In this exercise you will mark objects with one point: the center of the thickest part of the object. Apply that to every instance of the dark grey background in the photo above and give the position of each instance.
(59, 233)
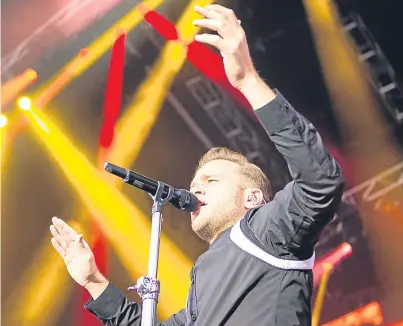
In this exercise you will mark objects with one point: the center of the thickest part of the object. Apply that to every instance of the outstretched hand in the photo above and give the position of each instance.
(230, 40)
(76, 253)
....
▶ [What you will do]: Without including any pictures, please restate all the records exactly.

▶ [Reply]:
In this exercise you will mark objects with one point: the center of the thickest part of the object. Apply that to every instance of the dark grey background in the photo above and give the position of each instance.
(59, 233)
In this exercise you will mark objects with one point: the center of the thickest part of the object. Apply that to every instance of the outstretched hand in the photo above and give the position of each instance.
(230, 40)
(76, 253)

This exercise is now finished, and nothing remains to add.